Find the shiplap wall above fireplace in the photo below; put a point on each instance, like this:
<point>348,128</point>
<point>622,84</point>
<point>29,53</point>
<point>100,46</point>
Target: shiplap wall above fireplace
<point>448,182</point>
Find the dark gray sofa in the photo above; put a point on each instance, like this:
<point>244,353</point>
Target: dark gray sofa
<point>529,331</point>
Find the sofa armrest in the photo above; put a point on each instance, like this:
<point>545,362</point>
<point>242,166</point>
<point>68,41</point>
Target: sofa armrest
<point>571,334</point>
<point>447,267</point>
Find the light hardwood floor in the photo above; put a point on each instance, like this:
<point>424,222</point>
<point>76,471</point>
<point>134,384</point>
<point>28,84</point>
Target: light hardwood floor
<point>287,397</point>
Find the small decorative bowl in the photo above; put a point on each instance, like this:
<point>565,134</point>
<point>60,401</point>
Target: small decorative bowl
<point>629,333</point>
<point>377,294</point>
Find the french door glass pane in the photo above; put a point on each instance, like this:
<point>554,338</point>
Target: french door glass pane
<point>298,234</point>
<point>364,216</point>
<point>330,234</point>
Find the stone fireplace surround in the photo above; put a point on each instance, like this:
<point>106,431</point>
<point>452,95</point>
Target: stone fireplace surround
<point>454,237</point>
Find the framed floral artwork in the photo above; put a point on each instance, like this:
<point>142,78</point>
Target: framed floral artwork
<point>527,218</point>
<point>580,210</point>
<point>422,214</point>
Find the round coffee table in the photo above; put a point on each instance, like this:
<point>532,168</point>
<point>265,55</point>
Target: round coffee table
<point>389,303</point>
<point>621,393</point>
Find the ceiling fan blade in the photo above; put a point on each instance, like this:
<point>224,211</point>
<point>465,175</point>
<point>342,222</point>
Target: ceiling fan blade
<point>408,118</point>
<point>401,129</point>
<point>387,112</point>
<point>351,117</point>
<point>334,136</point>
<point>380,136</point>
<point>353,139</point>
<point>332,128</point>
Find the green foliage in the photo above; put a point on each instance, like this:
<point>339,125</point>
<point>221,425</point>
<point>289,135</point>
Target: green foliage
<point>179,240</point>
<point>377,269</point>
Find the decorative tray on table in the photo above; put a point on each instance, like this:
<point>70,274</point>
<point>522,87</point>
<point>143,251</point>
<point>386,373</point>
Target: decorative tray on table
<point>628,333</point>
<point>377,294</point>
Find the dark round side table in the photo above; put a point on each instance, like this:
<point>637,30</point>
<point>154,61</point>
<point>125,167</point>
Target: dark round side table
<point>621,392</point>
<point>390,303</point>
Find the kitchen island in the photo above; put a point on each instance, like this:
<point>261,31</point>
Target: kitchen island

* Task objective *
Copy the records exactly as they appear, starting at the line that contains "Find the round" and ending at the line that contains "<point>332,128</point>", with both of those lines included.

* Exercise answer *
Find the round coffee table in the photo above; put a point on each instance, like this:
<point>532,168</point>
<point>265,55</point>
Target: round coffee table
<point>389,303</point>
<point>621,393</point>
Find the ceiling fan blade in the photo above; put a point on each instance, like this:
<point>224,211</point>
<point>465,175</point>
<point>342,222</point>
Target: ceiling fan blade
<point>408,118</point>
<point>401,129</point>
<point>387,112</point>
<point>351,117</point>
<point>334,136</point>
<point>380,136</point>
<point>353,139</point>
<point>332,128</point>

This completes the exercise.